======== Page extract
View Single Post
  #8   Report Post  
Stefek Zaba
 
Posts: n/a
Default

nicoll wrote:

I have found RJ45 plugs to BT sockets which would allow me to plug a phone
into a RJ45 outlet. But at the panel end I want the opposite a BT plug to
RJ45 socket to fit in the BT socket so I can then patch to the panel. Do
these things exist or is there and easier way to achieve what I want.

Been there, done that. My magic formula goes like this: use the LAUs
you've found - RJ45 plug one end, BT socket on the other - at the
'office' locations. LAU, meaning I think Line Adaptor Unit, is what the
structured-wiring wallahs sell for this job; you want the 'totally
plain', passive, flavour, not the 'master' or 'secondary'.

At the phone incoming location, I made up a compatibly-wired
BT-plug-to-RJ45 socket, by butchering a couple of BT-to-BT leads and a
couple of RJ45 patch cables; joint made using small terminal block
inside an adaptable box (3 incoming lines here - 2 over HomeHighway, one
'ordinary' taken post-filter ADSL (so I have only one filter, in the
master socket, and take all the extension lines including the one going
to the patch panel on the filtered side - saves all that fannying about
with microfilters; I also feed the ADSL side, which my master socket
offers on an RJ11, into another of the structured-wiring ways. (As Bob
Eager pointed out, RJ11s go into the middle 4 of an RJ45 by deliberate
design.)

'Compatible' above just means that the combination of the LAU wiring
(for which there's no accepted standard, so buy several of the same make
in one go!) and the homebrew cable, when joined 'straight-through' over
any number of RJ45 patchleads, acts like a simple BT plug-to-socket
extension cord. A coupla minutes with a multimeter sorts out the
necessary wiremap.
================
======== Given information
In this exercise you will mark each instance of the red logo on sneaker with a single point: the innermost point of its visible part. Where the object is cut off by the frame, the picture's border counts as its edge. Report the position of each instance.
================
What you are asked to do: Carry the forum post about wiring BT phone lines into an RJ45 patch panel forward from its final sentence.

Result:
OK, that's the phone-input side and office-output side. At the patch
panel, I use 3-way RJ45 all-female couplers to feed the phone signal to
as many 'output' drops as makes sense: 3-way because each one other than
the first and last has two 'bus' connections and one 'drop', if you see
what I mean. If your patch panels aren't too dense, you can instead use
a one-male two-female RJ45 adaptor and plug that straight in to the
patch panel.

I hope if standard parts are available I won't have problems with connecting
the correct pairs.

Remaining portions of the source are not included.